Assignment —
Report the number of lines in the records below that contain the word "penguin", and nothing more.

(Provided entries)

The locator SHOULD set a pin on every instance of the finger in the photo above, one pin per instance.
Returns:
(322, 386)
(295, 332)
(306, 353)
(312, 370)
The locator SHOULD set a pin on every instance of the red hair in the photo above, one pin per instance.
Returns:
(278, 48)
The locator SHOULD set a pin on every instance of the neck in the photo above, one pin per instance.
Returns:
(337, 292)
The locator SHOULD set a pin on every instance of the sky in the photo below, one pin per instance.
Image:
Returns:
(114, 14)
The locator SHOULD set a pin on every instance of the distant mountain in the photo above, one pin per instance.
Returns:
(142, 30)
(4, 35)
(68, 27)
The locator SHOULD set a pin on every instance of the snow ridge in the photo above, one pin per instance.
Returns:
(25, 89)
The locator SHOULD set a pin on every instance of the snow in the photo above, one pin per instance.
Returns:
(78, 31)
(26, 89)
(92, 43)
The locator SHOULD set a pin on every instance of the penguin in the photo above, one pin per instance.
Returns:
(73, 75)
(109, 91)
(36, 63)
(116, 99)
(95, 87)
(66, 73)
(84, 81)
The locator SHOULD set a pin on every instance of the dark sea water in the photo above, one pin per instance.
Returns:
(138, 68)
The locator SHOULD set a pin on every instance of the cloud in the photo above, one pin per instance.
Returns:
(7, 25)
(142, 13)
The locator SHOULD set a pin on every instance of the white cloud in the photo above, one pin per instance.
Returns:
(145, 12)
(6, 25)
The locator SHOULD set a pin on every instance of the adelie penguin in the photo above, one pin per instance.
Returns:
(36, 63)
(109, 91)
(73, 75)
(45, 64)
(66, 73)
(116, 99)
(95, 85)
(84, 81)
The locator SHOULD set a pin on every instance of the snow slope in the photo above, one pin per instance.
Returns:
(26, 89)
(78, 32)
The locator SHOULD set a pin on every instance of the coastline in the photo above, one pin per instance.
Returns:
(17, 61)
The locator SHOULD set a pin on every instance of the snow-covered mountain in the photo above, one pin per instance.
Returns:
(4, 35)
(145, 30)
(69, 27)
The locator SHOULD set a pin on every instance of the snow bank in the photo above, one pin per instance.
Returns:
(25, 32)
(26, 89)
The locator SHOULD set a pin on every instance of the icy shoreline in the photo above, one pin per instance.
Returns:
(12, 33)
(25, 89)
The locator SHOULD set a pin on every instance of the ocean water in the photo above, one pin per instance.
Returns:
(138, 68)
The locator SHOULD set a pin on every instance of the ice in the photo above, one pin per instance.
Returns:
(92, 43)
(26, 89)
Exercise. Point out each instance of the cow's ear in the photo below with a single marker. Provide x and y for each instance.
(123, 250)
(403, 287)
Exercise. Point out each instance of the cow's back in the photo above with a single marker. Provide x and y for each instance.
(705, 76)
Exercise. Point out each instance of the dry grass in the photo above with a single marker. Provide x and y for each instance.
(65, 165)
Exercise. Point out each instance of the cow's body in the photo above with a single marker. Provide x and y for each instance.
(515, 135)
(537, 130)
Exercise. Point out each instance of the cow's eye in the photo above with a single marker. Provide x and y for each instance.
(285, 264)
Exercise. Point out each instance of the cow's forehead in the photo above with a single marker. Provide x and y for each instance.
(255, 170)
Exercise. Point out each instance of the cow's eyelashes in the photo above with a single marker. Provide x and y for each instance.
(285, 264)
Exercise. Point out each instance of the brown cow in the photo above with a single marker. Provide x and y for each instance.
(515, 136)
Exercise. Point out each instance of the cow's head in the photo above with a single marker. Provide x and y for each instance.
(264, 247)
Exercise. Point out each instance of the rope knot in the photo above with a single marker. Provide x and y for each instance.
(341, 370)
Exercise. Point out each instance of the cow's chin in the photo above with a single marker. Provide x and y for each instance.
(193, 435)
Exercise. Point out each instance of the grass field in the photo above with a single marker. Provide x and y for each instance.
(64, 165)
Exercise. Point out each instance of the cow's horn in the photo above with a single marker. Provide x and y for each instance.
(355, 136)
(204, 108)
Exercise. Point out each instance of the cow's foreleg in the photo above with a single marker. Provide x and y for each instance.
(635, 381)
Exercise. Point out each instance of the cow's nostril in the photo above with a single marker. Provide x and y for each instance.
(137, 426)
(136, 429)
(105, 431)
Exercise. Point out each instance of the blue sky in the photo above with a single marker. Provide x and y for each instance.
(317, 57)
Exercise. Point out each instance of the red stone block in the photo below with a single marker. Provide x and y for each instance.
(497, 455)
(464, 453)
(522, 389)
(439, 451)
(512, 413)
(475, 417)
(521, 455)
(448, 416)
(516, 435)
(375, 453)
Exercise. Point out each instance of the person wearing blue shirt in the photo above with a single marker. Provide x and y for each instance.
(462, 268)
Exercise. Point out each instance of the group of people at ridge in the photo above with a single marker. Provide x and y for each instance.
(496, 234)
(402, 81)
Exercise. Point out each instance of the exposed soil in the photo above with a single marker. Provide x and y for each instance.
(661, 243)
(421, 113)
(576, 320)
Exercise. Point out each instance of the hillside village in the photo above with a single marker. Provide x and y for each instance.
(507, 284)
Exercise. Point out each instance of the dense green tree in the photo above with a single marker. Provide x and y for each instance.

(End Provided entries)

Written response —
2